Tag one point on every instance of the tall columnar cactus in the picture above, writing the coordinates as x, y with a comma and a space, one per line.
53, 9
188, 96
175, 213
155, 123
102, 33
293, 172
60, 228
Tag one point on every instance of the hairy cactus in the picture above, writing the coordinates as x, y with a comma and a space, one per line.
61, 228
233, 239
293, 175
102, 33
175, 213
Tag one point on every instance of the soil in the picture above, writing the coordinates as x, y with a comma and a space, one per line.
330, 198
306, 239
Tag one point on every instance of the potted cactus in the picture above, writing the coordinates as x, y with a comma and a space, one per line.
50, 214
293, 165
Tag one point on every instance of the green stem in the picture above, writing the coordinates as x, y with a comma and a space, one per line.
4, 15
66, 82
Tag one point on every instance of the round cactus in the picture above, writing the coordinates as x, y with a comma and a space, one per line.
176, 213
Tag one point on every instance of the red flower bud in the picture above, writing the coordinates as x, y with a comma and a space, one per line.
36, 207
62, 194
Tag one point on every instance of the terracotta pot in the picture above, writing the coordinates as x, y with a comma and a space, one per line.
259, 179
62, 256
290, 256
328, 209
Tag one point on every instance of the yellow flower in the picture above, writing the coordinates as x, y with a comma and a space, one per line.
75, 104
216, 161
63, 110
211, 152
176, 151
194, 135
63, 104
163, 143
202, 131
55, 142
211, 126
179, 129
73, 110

○ ○ ○ ○

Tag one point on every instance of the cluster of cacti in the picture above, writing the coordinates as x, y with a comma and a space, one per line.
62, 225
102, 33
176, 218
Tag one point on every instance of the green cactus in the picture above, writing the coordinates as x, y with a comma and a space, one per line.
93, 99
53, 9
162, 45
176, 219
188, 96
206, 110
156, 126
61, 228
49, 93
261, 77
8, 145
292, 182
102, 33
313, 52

○ ○ ○ ○

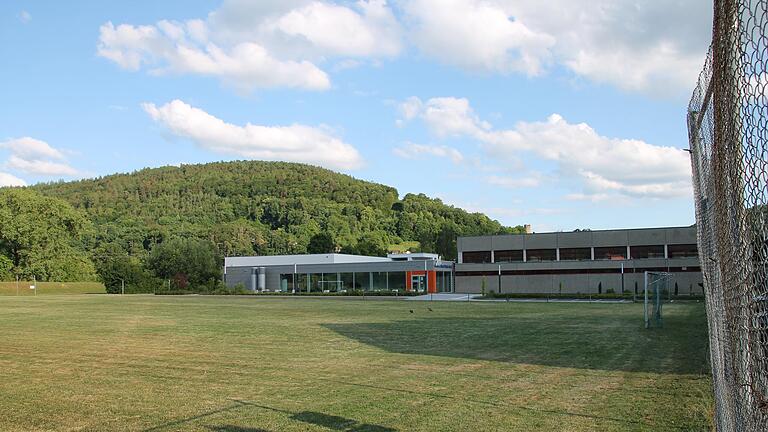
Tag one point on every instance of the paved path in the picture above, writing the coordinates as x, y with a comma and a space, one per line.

○ ○ ○ ○

Exercise →
Which lines of the material above contain the string "flower", with case counting? Copy each of those lines in full.

Written answer →
Tag one point on every instance of the red flower bud in the picture above, writing the coordinates as x, y with a comma and a space, one per line.
Tag one point on every instance of the yellow flower in the picture above, writing the coordinates as x, y with a comma and a space, one per line.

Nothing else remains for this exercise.